In my youth, I used to hear people say, when looking upon the abused and destitute of this world: “There but for the grace of god go I.” Which always sounded to me like another way of saying: “There and by the curse of god go they.” The concept of omniscient omnipotence, whether of the all-knowing, all-powerful invisible super-parent or the all-seeing, all-controlling totalitarian state, carries with it the implication of responsibility for all the good and evil that happens on earth — or the utter indifference to both. I always thought that the latter alternative made the most logical sense, given the evidence that I could see. And whenever I heard people say: “God helps those who help themselves,” I immediately understood the message to the working-class: “God says you’re on your own.” So I never thought much about “gods” from about the time I learned to read and think for myself.
For example: my Lutheran mother gave me a bible on December 25, 1959, and encouraged me to read it. Only twelve years old at the time, I never got further than Chapter 17 of the Book of Genesis. I found it incredible that a ninety-nine year old man would “fall down on his face” – twice – before the awful specter of an invisible something-or-other that promised to add a syllable to his name, making him A-bra-ham instead of just A-bram. Not only that, but the awful invisible specter granted the old guy and his descendants eternal title to some land on condition that he slice some skin off the end of his penis and off the penises of his sons (which his ninety-year-old wife would soon present to him), and their male children’s penises, and the penises of all their male slaves, and so on and so forth. I think I counted something like eight or nine references to circumcision just in that one little chapter.
It occurred to me to wonder why the awful invisible specter would create males with foreskins on their penises only to then insist that they slice them off. I asked my mother but she found the whole subject embarrassing. Many years later when I had to visit a military hospital in Vietnam (to have one of my fingers x-rayed for a possible fracture) I passed by the ward where the circumcision and hemorrhoid patients recuperated from their surgeries. Some of the poor guys couldn’t stand up and some of them couldn’t sit down. I thought about that bible that my mother had given me and tried as best I could not to burst out laughing and crying at the same time.
Looking back, I can see now that as a junior high school student, I probably put aside the bible and religion as sources of reliable information about the time my mother gave me another book to read: Language in Action, by S. I. Hayakawa. Mom had gotten the book from a well-educated friend and probably wanted to discuss it with him, but as a working widow who never graduated from high school, mom no doubt wanted to practice on me first. She had a pronounced tendency to do that sort of thing with her oldest son. I sure miss my mom. Anyway, Hayakawa’s book introduced me to Alfred Korzybski, general semantics, and a bibliography of many fine books that I went on to acquire and read throughout the years that followed. I learned to ask: “What do you mean?” and “How do you know?” I also learned that “No word ever means the same thing twice.” In short, I found asking questions more interesting than uncritically accepting “answers” handed down through the generations that to me sounded like utter – and often, barbaric – nonsense.

_Entries supplied_
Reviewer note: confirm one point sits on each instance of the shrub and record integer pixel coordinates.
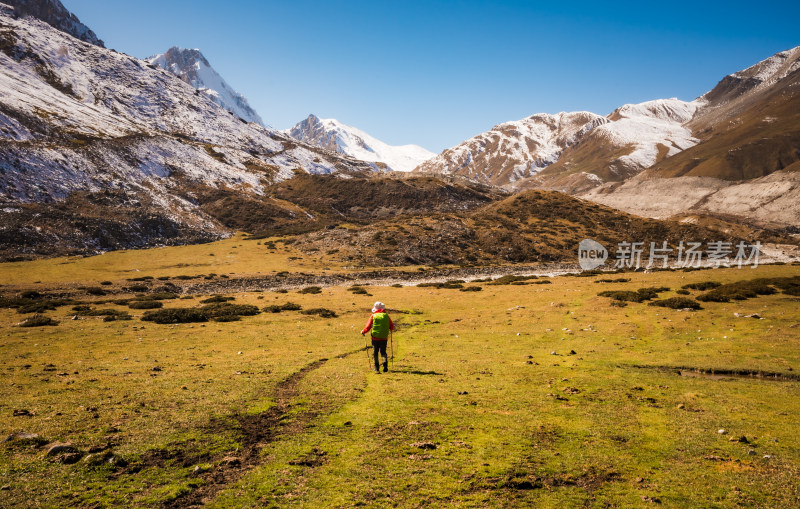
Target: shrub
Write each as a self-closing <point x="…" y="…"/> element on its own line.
<point x="36" y="307"/>
<point x="38" y="321"/>
<point x="225" y="309"/>
<point x="449" y="285"/>
<point x="740" y="290"/>
<point x="159" y="296"/>
<point x="145" y="304"/>
<point x="289" y="306"/>
<point x="120" y="316"/>
<point x="639" y="295"/>
<point x="677" y="303"/>
<point x="507" y="280"/>
<point x="702" y="286"/>
<point x="216" y="299"/>
<point x="358" y="290"/>
<point x="176" y="315"/>
<point x="324" y="313"/>
<point x="313" y="290"/>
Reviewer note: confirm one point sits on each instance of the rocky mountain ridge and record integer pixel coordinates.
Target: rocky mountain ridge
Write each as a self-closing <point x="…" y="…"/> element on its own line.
<point x="337" y="137"/>
<point x="192" y="67"/>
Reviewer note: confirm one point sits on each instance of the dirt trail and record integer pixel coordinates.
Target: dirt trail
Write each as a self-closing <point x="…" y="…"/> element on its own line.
<point x="258" y="431"/>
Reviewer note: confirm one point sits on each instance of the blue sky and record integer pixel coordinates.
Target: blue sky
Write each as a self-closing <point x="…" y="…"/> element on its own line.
<point x="435" y="73"/>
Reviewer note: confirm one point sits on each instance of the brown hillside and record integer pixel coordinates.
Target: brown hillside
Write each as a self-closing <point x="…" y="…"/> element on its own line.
<point x="533" y="226"/>
<point x="762" y="140"/>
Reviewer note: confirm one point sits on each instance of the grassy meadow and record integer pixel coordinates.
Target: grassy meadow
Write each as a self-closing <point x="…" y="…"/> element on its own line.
<point x="535" y="394"/>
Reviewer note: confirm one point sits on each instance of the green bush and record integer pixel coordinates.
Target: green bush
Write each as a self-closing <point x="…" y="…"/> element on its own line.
<point x="225" y="309"/>
<point x="324" y="313"/>
<point x="145" y="304"/>
<point x="216" y="299"/>
<point x="158" y="296"/>
<point x="677" y="303"/>
<point x="358" y="290"/>
<point x="313" y="290"/>
<point x="702" y="286"/>
<point x="176" y="315"/>
<point x="119" y="316"/>
<point x="639" y="295"/>
<point x="507" y="280"/>
<point x="38" y="321"/>
<point x="741" y="290"/>
<point x="449" y="285"/>
<point x="289" y="306"/>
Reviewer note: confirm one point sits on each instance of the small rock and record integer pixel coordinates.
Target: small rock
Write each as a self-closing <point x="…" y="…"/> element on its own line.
<point x="60" y="448"/>
<point x="200" y="470"/>
<point x="424" y="445"/>
<point x="71" y="458"/>
<point x="232" y="461"/>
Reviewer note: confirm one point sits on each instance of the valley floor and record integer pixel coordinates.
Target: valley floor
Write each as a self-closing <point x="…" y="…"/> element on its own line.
<point x="539" y="393"/>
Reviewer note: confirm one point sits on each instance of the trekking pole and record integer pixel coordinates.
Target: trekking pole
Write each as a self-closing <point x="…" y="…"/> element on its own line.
<point x="369" y="359"/>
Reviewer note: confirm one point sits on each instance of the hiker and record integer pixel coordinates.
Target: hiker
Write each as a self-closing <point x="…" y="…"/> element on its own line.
<point x="380" y="324"/>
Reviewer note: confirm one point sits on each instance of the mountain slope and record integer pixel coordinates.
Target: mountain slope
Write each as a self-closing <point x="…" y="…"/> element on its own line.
<point x="532" y="226"/>
<point x="56" y="15"/>
<point x="514" y="150"/>
<point x="636" y="137"/>
<point x="193" y="68"/>
<point x="344" y="139"/>
<point x="78" y="121"/>
<point x="747" y="162"/>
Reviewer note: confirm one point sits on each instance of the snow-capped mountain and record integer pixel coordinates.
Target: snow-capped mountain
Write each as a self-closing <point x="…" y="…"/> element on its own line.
<point x="337" y="137"/>
<point x="533" y="152"/>
<point x="193" y="68"/>
<point x="80" y="124"/>
<point x="56" y="15"/>
<point x="514" y="150"/>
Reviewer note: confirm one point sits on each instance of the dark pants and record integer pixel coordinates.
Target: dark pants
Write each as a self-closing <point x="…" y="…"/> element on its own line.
<point x="379" y="345"/>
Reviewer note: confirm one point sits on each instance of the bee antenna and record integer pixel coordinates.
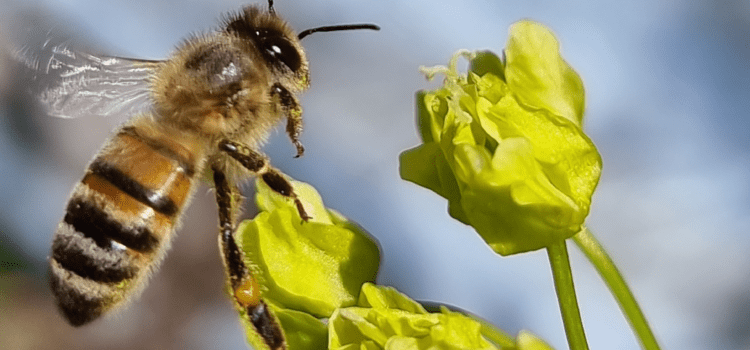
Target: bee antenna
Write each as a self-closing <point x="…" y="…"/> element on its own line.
<point x="307" y="32"/>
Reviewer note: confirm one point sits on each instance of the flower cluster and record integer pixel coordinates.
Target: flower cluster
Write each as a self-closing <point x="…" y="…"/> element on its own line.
<point x="504" y="143"/>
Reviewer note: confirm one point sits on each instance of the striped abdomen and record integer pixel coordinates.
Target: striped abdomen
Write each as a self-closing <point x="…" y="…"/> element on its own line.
<point x="119" y="221"/>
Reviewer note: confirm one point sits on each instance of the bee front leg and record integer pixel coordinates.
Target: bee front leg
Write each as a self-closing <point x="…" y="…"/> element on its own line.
<point x="258" y="163"/>
<point x="244" y="287"/>
<point x="293" y="110"/>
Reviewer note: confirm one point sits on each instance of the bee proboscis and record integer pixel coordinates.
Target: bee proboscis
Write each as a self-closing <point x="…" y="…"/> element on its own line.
<point x="202" y="113"/>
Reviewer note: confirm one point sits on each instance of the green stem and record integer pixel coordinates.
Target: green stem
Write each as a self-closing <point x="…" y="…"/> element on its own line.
<point x="566" y="295"/>
<point x="612" y="277"/>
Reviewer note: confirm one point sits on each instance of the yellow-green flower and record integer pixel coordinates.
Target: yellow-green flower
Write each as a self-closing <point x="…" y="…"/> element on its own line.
<point x="305" y="269"/>
<point x="387" y="319"/>
<point x="504" y="143"/>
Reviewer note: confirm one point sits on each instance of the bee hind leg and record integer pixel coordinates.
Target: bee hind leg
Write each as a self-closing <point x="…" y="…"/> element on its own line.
<point x="244" y="287"/>
<point x="258" y="163"/>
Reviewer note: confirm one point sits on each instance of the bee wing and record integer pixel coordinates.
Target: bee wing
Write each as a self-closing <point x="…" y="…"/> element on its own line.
<point x="73" y="84"/>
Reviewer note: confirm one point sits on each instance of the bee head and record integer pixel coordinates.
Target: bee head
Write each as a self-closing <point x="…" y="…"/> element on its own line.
<point x="275" y="42"/>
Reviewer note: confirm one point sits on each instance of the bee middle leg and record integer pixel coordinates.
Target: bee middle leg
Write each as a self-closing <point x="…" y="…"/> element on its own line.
<point x="258" y="163"/>
<point x="293" y="110"/>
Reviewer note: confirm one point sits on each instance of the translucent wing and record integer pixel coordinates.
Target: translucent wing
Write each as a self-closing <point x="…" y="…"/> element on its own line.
<point x="74" y="84"/>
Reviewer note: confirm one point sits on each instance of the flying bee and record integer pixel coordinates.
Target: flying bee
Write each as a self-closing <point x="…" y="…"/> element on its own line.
<point x="201" y="113"/>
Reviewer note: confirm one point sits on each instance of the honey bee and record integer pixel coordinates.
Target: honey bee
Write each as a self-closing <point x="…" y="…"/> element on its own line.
<point x="202" y="113"/>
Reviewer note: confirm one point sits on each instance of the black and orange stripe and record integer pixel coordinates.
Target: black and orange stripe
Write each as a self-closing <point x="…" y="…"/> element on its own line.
<point x="118" y="220"/>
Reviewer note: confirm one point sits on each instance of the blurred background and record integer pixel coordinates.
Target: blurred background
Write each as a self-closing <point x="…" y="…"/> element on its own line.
<point x="668" y="94"/>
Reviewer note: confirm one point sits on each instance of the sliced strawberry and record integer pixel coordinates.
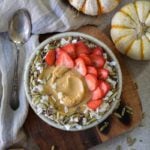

_What to work on_
a – In the essay, which chapter of the Book of Genesis did the writer never get beyond?
b – Extract the passage of the essay from "It occurred to" to "the same time.", copying it verbatim.

_Answers for each item_
a – Chapter 17

b –
It occurred to me to wonder why the awful invisible specter would create males with foreskins on their penises only to then insist that they slice them off. I asked my mother but she found the whole subject embarrassing. Many years later when I had to visit a military hospital in Vietnam (to have one of my fingers x-rayed for a possible fracture) I passed by the ward where the circumcision and hemorrhoid patients recuperated from their surgeries. Some of the poor guys couldn’t stand up and some of them couldn’t sit down. I thought about that bible that my mother had given me and tried as best I could not to burst out laughing and crying at the same time.